→ **WHAT YOU NEED TO DO**
Below are the records; copy exactly the lines from the first through the one containing "shirt, I would be grateful.", both included, and leave out the pictures.
[EXERCISE INPUTS]
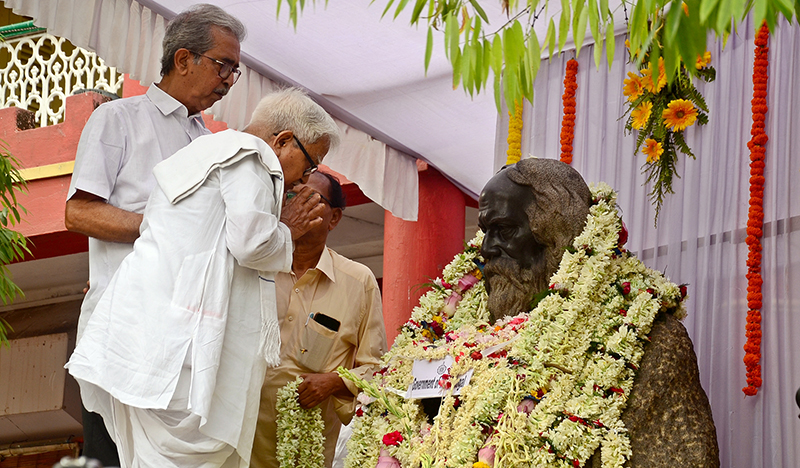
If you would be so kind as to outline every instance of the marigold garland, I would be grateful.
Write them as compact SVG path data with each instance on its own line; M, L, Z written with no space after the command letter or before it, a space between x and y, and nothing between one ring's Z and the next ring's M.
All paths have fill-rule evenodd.
M764 226L764 156L767 133L764 131L767 113L767 77L769 67L769 28L764 22L755 39L753 62L753 126L750 149L750 209L747 216L747 342L744 345L744 364L747 369L745 395L753 396L761 386L761 237Z
M518 163L522 158L522 104L514 103L514 113L508 113L508 150L506 164Z
M572 141L575 139L575 90L578 89L578 61L570 59L564 75L564 119L561 121L561 162L572 164Z

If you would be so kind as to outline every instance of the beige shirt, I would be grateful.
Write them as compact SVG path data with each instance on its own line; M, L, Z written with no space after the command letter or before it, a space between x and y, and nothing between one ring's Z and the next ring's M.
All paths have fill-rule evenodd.
M251 466L275 467L278 390L300 374L333 372L343 366L371 377L386 352L381 297L375 276L366 266L326 248L317 267L300 279L294 273L275 277L278 322L281 328L281 364L267 371L253 442ZM310 318L323 313L340 322L338 332ZM358 389L349 380L353 395ZM325 420L325 466L333 462L341 424L355 410L354 398L330 397L320 404Z

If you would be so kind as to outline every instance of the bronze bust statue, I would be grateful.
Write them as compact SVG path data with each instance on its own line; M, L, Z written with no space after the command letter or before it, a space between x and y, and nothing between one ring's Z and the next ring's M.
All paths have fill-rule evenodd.
M481 254L496 320L530 310L548 287L564 250L584 229L592 195L569 165L527 159L496 174L479 200ZM662 314L622 414L633 455L626 466L718 467L719 448L697 357L683 324ZM586 467L600 467L595 455Z

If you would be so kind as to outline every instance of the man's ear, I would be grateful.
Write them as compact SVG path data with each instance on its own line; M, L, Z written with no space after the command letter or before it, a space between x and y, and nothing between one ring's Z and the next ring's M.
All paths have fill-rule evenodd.
M189 49L178 49L172 60L178 74L186 75L189 73L189 63L194 60L194 54L189 52Z
M277 135L275 135L274 144L272 145L273 146L273 150L276 150L276 152L277 152L277 150L279 148L283 148L284 146L287 146L287 145L291 144L292 143L292 135L294 135L294 134L292 133L291 130L284 130L284 131L278 133Z
M331 222L328 224L329 231L333 231L333 228L339 224L339 221L341 221L342 217L344 216L344 212L341 208L331 208L331 210L333 211L333 214L331 215Z

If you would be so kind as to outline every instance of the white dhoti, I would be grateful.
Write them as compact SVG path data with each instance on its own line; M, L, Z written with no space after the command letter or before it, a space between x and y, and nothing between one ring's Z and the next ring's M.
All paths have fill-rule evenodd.
M234 468L231 445L201 433L200 417L188 410L152 410L112 399L111 436L122 468Z
M99 387L81 382L91 393L92 411L103 417L117 444L122 468L238 468L235 448L200 431L201 417L188 409L191 369L188 355L175 394L166 409L129 406Z

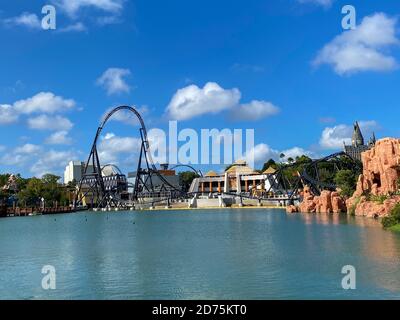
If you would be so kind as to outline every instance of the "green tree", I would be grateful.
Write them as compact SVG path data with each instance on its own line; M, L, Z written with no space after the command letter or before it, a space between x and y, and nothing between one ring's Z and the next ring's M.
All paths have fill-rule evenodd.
[/EXERCISE INPUTS]
→ **YOUR SOLUTION**
If you would be so kind as to outline every instance of the marigold garland, I would be grateful.
Write them as compact SVG path data with each instance on its own line; M, L, Z written with no space after the command letter or before it, a space between x and y, and nothing between one ring's Z and the next ring's M.
All paths have fill-rule evenodd.
M764 226L764 156L767 133L764 131L767 113L767 77L769 67L769 28L764 22L755 39L753 62L753 126L750 149L750 209L747 216L747 342L744 345L744 364L747 369L745 395L753 396L761 386L761 237Z
M518 163L522 158L522 104L514 103L514 113L508 113L508 150L506 164Z
M572 141L575 139L575 90L578 89L578 61L570 59L564 75L564 119L561 121L561 162L572 164Z

If you would be so kind as to outline every instance of the beige shirt, I would be grateful.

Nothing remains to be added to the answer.